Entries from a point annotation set
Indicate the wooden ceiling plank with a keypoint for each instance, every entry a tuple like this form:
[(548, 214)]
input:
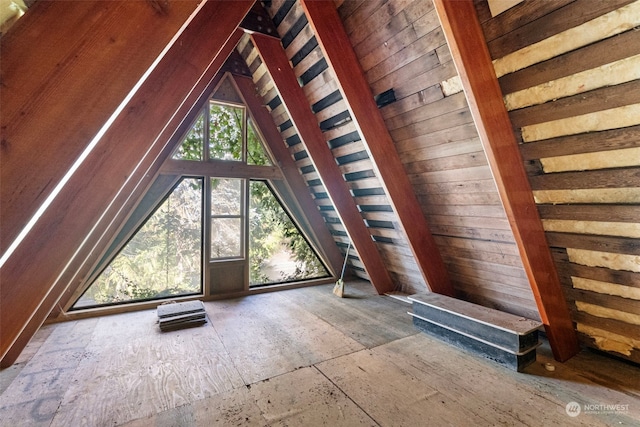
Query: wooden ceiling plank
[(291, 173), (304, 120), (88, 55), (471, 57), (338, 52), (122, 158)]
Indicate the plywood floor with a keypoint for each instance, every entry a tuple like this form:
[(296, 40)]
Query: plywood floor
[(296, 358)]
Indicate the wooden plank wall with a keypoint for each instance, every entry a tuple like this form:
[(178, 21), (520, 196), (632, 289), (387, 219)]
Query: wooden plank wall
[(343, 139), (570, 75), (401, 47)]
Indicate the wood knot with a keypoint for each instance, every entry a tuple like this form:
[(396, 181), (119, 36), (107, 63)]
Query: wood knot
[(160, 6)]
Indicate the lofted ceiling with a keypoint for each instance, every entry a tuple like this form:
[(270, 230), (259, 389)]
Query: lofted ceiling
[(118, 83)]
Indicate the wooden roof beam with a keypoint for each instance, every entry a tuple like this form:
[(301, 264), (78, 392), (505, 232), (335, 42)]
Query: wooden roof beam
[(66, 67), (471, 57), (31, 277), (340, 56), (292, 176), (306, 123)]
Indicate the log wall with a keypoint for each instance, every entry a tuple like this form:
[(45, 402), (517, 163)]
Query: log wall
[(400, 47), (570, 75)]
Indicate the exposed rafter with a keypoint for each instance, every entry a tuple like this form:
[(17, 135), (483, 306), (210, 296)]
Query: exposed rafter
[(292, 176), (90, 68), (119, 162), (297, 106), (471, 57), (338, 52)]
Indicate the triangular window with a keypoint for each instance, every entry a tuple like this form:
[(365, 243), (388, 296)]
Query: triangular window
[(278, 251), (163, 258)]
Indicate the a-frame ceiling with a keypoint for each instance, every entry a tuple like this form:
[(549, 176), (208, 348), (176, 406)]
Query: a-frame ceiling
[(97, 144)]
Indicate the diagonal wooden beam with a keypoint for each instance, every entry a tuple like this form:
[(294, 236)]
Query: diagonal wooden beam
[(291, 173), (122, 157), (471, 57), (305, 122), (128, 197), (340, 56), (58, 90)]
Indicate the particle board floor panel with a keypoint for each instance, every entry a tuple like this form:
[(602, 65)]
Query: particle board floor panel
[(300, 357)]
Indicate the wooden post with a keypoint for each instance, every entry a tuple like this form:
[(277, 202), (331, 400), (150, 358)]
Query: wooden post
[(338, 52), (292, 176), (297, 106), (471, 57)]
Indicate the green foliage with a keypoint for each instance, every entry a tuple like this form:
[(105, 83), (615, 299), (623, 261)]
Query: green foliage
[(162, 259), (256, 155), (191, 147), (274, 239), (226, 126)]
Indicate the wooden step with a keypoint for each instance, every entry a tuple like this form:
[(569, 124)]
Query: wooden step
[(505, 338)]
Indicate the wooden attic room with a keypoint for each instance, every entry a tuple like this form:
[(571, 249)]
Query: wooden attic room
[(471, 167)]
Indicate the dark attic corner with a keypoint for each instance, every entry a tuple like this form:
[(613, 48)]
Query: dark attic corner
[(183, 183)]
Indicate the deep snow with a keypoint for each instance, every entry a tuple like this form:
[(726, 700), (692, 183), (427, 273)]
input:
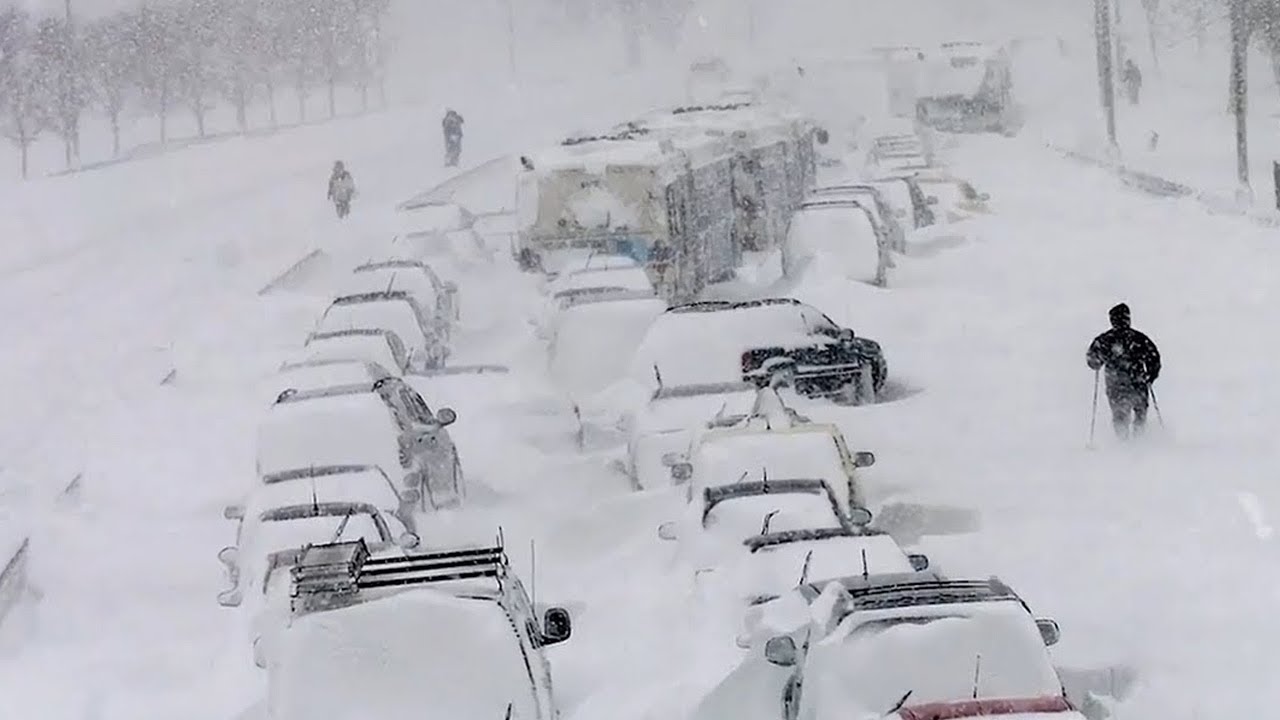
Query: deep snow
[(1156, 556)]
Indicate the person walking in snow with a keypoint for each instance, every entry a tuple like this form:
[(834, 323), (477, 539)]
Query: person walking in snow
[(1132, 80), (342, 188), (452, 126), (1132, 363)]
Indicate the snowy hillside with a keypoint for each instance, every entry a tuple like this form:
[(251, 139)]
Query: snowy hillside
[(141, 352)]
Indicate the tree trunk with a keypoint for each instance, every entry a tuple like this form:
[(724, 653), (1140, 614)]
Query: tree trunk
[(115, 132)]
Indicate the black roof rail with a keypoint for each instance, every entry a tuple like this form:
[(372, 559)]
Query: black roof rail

--

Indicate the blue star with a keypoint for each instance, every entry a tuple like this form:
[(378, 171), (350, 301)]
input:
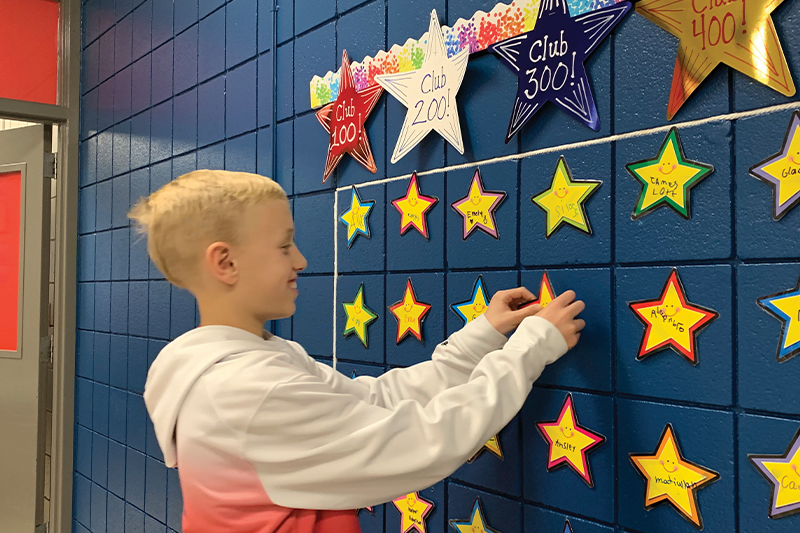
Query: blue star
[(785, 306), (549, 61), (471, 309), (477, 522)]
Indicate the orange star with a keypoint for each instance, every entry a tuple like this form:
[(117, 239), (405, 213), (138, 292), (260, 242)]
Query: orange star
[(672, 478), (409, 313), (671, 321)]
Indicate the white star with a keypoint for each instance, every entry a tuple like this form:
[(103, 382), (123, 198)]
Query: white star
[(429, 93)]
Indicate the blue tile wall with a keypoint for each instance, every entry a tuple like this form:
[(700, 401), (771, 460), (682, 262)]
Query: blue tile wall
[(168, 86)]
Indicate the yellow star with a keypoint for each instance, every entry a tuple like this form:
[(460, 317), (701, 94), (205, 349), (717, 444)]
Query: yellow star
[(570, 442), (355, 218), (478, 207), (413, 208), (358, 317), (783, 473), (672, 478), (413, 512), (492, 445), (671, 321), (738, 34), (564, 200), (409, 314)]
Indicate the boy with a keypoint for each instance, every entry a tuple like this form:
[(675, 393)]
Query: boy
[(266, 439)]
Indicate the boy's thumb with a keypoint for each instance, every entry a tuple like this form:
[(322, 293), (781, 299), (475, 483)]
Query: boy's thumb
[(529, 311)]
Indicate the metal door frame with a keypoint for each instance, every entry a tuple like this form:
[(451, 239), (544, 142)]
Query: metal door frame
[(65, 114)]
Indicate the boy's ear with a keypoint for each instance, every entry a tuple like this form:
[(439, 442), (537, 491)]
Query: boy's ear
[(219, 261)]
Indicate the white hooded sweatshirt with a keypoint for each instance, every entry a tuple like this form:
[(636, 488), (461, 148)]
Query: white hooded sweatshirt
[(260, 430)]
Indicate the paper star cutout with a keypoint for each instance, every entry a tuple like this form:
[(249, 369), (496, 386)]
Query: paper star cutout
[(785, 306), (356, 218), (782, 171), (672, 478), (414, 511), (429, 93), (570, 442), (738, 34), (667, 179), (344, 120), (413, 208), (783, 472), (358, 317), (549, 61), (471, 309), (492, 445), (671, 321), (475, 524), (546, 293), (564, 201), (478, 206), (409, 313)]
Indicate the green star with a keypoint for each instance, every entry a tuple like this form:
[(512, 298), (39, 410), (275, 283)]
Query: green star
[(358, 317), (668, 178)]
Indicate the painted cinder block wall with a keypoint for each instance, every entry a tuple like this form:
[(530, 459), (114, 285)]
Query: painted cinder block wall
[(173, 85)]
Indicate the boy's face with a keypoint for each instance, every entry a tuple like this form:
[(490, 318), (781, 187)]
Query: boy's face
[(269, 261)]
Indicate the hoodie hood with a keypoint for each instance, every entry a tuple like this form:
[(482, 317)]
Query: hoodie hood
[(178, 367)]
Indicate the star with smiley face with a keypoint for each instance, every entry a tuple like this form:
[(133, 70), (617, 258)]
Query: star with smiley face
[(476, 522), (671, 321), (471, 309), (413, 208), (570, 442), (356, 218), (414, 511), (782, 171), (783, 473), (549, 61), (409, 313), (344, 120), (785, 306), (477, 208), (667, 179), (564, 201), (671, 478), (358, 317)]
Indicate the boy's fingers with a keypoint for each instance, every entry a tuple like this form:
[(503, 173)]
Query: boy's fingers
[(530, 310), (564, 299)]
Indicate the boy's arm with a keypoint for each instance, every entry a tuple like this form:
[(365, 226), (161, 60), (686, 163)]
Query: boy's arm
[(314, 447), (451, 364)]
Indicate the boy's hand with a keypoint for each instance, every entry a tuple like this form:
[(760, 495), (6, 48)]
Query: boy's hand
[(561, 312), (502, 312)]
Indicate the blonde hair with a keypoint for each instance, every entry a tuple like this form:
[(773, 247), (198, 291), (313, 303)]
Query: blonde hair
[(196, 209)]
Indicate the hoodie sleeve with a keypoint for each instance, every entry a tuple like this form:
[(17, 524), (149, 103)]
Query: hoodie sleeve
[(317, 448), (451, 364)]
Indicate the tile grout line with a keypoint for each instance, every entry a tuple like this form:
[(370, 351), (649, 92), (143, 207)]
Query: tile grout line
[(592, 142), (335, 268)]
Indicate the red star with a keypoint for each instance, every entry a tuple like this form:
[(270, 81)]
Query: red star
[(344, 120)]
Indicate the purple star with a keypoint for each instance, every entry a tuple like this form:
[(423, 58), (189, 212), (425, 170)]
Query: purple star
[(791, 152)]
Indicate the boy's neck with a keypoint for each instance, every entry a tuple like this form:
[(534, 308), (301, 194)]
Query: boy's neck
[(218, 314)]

==

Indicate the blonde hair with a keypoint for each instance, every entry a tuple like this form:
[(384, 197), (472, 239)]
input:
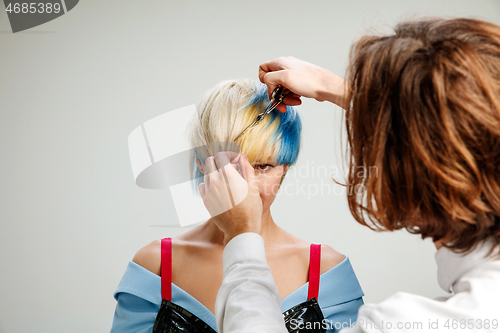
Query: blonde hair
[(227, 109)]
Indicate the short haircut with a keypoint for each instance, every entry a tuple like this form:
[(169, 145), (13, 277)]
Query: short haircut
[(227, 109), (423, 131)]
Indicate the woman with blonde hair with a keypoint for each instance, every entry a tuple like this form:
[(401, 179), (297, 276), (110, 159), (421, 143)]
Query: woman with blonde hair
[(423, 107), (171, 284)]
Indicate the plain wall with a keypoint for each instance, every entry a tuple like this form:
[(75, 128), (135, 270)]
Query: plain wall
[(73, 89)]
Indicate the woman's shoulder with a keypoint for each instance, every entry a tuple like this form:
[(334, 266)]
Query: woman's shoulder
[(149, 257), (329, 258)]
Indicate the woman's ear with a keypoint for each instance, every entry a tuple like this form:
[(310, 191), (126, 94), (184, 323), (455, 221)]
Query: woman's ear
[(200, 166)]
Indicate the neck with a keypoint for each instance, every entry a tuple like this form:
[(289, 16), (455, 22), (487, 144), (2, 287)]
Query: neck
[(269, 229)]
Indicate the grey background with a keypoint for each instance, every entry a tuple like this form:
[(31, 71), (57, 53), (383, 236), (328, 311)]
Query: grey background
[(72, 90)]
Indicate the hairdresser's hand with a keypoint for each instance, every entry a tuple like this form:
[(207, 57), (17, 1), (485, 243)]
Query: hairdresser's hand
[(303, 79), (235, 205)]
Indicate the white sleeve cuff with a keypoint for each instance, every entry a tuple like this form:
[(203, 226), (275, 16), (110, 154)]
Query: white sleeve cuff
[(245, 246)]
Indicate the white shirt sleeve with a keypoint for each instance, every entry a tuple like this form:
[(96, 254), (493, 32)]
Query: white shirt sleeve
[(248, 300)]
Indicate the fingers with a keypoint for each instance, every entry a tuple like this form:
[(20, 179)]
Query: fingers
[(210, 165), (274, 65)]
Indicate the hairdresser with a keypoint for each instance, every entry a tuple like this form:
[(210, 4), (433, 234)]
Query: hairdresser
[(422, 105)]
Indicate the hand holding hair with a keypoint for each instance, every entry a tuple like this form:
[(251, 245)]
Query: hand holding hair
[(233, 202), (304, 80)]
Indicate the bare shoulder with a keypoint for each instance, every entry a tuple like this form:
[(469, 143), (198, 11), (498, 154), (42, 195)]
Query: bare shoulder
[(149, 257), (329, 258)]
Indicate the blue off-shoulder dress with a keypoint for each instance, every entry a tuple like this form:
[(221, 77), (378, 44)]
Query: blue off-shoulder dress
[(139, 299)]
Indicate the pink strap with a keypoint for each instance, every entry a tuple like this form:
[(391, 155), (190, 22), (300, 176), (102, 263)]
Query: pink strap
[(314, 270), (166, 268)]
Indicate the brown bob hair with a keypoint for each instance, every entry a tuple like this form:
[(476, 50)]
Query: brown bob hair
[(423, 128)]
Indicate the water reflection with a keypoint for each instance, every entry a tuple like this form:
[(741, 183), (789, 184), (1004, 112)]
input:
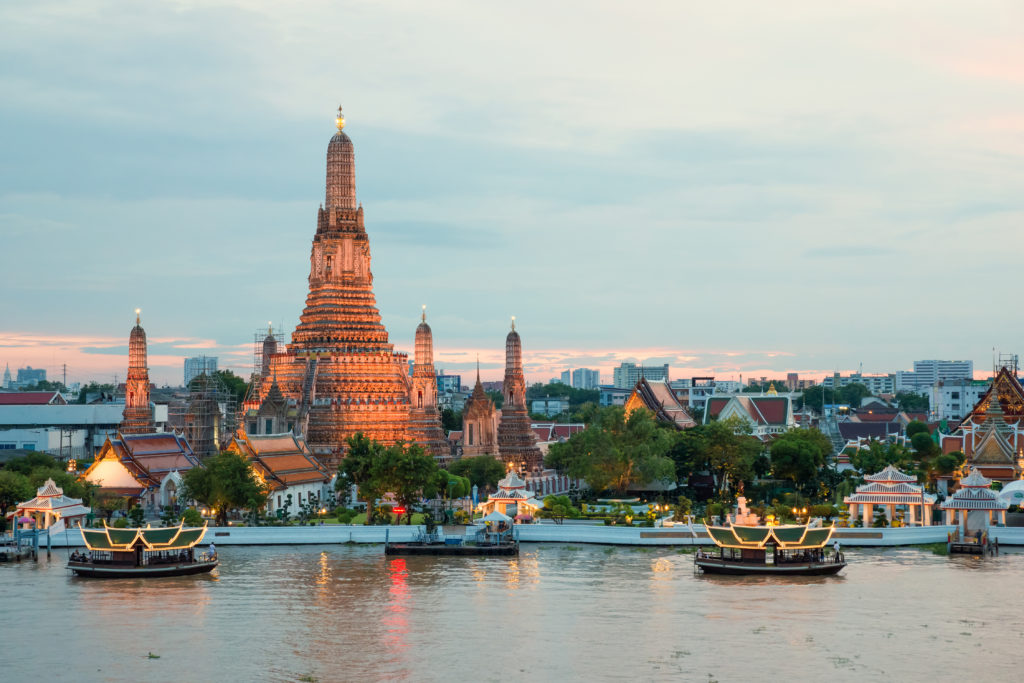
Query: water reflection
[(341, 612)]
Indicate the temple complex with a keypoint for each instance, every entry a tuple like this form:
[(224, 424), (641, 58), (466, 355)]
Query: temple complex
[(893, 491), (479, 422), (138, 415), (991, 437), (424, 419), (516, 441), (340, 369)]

> **Your instructions**
Could you write out the rows again precisely, everything from the line containing "Indicate the triangular" down to the line containing "[(97, 144)]", both of those included?

> **Answer to this exercise**
Indicate the triangular window with a keypoint for each instance, every entry a tuple like this form:
[(365, 243), (388, 296)]
Query: triangular window
[(278, 251), (163, 258)]
Indicate the a-frame ceiling with a keypoint for each instance, every entry a tuple like this form:
[(549, 176), (208, 348), (176, 406)]
Query: a-frame ceiling
[(97, 144)]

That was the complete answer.